Print the data below verbatim, starting with its first line and stopping after the line that contains "x=250, y=90".

(Lines of data)
========================

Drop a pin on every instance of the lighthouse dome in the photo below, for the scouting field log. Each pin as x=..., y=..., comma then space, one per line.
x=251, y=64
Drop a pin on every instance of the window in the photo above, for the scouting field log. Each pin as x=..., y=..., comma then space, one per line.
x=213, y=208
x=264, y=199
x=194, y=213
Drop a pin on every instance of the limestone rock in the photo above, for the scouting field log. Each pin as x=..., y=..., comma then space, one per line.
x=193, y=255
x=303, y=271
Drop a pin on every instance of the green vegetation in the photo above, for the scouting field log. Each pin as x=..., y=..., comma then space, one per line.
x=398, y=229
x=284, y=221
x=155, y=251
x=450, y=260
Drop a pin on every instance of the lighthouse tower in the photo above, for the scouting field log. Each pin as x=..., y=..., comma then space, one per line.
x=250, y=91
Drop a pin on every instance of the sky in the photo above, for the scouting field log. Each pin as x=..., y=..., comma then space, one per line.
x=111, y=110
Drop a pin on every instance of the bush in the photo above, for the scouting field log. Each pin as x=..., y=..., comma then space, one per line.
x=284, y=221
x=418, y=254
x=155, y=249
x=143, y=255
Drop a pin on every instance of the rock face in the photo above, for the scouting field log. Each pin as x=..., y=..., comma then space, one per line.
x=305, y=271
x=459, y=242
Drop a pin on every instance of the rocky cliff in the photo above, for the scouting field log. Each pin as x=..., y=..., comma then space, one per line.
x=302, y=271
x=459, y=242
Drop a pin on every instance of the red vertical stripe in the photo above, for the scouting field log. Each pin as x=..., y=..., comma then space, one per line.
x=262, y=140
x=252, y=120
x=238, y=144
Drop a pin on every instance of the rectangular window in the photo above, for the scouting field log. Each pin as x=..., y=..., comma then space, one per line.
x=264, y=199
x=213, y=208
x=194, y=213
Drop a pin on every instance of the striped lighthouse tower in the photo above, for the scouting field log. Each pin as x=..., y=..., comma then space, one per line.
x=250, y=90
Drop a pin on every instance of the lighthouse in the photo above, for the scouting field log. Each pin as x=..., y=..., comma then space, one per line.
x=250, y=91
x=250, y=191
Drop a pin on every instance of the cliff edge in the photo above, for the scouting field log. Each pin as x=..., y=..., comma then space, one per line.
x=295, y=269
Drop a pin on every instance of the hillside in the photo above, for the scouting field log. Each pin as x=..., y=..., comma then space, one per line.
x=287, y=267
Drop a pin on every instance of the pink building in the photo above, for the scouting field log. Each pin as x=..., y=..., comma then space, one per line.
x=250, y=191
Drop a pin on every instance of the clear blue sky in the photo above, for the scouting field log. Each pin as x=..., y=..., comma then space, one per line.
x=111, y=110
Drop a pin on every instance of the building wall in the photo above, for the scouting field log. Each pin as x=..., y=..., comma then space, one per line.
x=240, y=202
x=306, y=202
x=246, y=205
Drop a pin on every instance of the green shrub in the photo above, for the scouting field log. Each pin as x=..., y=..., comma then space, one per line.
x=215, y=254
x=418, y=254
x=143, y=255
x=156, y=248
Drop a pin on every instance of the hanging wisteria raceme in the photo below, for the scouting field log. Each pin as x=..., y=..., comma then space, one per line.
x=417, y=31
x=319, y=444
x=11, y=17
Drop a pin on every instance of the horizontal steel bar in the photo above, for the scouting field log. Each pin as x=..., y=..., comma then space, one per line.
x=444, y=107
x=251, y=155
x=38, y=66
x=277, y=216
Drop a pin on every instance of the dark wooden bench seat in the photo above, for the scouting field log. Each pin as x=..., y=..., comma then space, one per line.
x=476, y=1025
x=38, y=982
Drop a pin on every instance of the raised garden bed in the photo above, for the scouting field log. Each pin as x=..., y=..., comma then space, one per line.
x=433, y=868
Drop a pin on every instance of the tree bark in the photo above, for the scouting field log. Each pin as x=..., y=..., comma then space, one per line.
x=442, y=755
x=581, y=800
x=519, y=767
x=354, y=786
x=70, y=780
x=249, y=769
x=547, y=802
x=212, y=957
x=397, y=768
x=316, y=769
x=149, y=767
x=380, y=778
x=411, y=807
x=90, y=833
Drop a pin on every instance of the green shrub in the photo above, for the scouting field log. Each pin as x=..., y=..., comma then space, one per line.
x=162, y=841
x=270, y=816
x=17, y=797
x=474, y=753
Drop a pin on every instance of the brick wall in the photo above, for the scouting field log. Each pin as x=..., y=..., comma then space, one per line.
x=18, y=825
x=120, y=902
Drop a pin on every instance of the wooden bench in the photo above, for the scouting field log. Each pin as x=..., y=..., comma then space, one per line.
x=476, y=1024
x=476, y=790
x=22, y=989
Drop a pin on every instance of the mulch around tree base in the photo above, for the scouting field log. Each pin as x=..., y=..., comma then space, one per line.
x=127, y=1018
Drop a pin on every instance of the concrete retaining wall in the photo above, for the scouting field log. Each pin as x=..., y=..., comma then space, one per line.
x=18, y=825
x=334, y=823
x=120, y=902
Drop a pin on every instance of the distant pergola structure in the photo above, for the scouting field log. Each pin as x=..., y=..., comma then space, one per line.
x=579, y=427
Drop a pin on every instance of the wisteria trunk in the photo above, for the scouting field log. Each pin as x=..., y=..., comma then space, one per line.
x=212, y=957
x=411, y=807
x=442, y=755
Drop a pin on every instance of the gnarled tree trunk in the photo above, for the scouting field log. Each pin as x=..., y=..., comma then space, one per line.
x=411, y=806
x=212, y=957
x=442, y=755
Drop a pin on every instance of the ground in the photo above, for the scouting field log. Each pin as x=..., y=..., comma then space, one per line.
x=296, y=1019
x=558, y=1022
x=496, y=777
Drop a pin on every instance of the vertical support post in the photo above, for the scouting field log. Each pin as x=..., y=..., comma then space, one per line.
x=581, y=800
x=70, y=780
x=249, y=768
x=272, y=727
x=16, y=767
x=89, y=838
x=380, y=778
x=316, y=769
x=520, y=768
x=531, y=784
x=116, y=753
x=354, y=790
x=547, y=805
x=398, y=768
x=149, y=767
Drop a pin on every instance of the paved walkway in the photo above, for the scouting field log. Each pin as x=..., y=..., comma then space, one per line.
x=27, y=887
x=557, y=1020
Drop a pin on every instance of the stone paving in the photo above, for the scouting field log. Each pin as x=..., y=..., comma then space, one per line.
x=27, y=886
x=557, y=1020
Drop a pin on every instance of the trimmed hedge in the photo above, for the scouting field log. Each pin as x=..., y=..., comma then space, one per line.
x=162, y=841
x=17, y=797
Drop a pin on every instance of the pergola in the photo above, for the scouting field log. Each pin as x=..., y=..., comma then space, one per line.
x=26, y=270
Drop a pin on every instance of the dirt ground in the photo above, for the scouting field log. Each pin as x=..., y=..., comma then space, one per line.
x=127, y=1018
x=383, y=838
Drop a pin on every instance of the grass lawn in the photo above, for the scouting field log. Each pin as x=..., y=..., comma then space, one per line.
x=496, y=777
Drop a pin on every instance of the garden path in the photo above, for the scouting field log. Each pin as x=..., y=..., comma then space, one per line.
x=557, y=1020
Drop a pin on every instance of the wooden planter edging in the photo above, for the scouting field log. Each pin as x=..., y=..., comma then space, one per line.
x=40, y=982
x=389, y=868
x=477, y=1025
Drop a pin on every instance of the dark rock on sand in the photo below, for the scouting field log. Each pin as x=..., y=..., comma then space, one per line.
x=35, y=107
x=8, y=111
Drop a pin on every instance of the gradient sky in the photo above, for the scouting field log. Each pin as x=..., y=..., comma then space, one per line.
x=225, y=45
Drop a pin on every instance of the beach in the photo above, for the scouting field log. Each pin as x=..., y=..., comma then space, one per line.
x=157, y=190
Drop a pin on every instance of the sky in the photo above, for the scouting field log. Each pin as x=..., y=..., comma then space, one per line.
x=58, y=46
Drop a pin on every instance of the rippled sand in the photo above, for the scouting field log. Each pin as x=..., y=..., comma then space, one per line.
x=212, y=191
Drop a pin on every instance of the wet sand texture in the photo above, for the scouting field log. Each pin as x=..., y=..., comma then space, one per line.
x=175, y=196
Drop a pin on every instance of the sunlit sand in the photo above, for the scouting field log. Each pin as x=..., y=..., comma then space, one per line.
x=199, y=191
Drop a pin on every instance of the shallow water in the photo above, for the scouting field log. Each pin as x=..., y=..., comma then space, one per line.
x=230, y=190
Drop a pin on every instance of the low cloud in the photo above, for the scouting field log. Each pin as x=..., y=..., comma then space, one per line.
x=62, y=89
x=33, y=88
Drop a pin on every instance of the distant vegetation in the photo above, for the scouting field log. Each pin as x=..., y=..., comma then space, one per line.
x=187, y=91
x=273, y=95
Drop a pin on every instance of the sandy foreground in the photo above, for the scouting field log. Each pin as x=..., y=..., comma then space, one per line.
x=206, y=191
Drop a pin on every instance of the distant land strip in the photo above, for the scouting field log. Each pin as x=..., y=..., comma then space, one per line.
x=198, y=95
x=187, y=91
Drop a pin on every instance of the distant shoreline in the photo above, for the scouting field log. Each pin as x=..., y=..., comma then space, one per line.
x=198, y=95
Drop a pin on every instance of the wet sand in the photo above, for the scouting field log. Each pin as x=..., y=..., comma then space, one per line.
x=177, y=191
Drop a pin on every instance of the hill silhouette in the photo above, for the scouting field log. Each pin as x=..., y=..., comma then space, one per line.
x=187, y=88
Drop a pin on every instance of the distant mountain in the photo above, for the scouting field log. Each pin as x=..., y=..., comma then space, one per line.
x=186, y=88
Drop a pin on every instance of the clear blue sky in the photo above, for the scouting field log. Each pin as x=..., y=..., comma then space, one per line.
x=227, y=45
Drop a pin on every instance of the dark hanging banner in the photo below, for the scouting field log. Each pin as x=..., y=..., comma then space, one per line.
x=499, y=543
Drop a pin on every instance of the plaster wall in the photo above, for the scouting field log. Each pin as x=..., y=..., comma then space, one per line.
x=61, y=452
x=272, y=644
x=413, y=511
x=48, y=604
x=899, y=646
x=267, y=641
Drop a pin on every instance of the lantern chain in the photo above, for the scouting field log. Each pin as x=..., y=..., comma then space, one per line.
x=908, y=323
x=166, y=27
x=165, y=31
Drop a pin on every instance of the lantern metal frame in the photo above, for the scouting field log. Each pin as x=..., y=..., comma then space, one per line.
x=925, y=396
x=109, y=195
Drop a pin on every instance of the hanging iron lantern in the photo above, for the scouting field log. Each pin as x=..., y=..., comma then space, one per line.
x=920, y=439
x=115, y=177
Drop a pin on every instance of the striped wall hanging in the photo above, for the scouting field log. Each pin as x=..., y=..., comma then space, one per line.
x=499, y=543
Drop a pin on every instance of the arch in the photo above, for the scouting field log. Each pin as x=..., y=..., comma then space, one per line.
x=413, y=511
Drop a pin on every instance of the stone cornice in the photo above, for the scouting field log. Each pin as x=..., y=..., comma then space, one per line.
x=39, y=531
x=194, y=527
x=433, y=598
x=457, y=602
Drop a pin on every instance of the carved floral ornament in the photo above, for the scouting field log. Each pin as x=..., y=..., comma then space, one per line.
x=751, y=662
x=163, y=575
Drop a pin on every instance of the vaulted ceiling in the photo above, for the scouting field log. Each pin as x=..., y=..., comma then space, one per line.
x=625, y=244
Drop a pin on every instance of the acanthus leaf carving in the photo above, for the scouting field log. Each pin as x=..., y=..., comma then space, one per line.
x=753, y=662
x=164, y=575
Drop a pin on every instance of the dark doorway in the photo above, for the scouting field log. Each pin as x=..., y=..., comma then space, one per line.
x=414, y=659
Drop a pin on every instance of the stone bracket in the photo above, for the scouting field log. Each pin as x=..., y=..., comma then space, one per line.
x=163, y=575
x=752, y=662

========================

#### SOLUTION TO THE PROBLEM
Drop a pin on every instance of the lighthouse dome in the photo below, for the scouting field log. Each pin as x=..., y=..., comma then space, one per line.
x=251, y=64
Drop a pin on every instance of the window in the photo above, for the scouting field log. Each pin as x=..., y=..., comma then space, one per line.
x=213, y=208
x=264, y=199
x=194, y=213
Drop a pin on every instance of the limestone rock in the photo above, for the scouting field log. Each pin as x=..., y=..., comma then space, one per line.
x=193, y=255
x=303, y=271
Drop a pin on every instance of the green vegetation in the photo above, for the scouting field log. Each pin as x=..., y=..., comma then space, one per line.
x=398, y=229
x=284, y=221
x=155, y=251
x=450, y=260
Drop a pin on every instance of the lighthouse tower in the photo above, for the scouting field log. Each pin as x=..., y=..., comma then space, one per line.
x=250, y=91
Drop a pin on every instance of the sky in the photo above, for the scouting field log. Each pin as x=..., y=..., comma then space, one per line.
x=111, y=110
Drop a pin on every instance of the bush in the photo above, for the scouting field log. Each pin as x=..., y=..., comma then space, one per line.
x=284, y=221
x=418, y=254
x=155, y=249
x=143, y=255
Drop a pin on every instance of the rock face in the photo above, for the scouting field log. Each pin as x=..., y=..., comma then space, one per line.
x=305, y=271
x=459, y=242
Drop a pin on every instance of the rocky cliff in the photo above, for the scouting field log. Each pin as x=..., y=..., comma then space, one per line.
x=302, y=271
x=459, y=242
Drop a pin on every instance of the red vertical stripe in the photo above, for the scouting field log. Each pin as x=..., y=..., comma then space, one per line.
x=262, y=140
x=252, y=120
x=238, y=144
Drop a pin on every instance of the rectangular window in the photo above, for the scouting field log. Each pin as x=..., y=..., comma then space, one per line.
x=264, y=199
x=213, y=208
x=194, y=213
Drop a pin on every instance of the striped lighthouse tower in the photo above, for the scouting field log. Each pin as x=..., y=..., comma then space, one per line.
x=250, y=90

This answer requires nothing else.